■ **Action item**
Exactly the lines below from the one with "Drop a point on each instance of the blue riot" up to and including the one with "Drop a point on each instance of the blue surgical" make up the answer, with nothing else added.
+-------+
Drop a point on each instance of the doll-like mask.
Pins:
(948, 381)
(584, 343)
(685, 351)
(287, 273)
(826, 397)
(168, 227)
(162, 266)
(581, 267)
+-------+
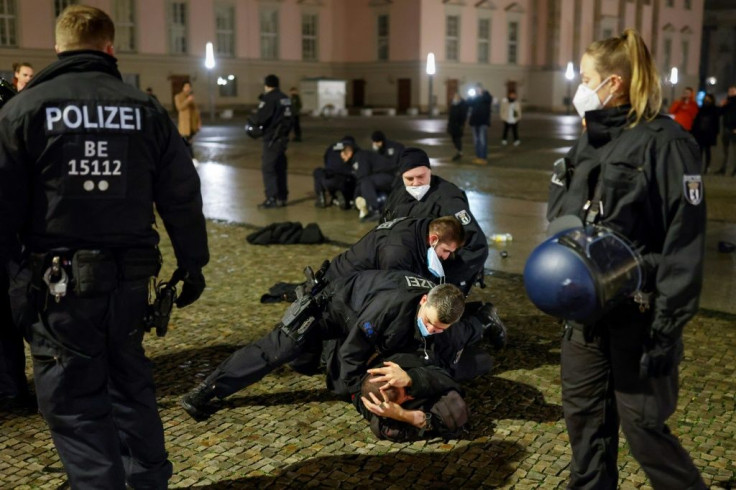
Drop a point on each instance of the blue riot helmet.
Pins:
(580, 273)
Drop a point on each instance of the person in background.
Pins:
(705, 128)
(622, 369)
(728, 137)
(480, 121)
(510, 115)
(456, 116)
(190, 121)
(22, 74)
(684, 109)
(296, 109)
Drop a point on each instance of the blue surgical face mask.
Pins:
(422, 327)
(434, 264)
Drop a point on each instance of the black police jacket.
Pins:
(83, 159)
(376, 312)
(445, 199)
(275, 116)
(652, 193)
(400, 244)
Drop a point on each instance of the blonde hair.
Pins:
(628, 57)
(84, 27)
+-------+
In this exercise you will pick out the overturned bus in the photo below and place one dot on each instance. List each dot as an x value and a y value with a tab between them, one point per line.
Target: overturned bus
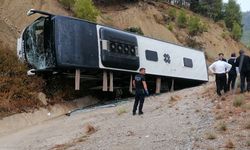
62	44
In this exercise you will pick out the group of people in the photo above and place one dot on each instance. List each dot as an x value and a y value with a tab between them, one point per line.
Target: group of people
+-------+
■ **Solution to the exercise**
Drop a point on each instance of the blue riot helmet.
Pins:
(580, 273)
Drop a point on each instance of the person in background.
Pins:
(705, 128)
(622, 369)
(728, 137)
(480, 121)
(510, 115)
(456, 116)
(190, 121)
(22, 74)
(684, 109)
(296, 109)
Drop a point on each instance of the blue surgical face mask.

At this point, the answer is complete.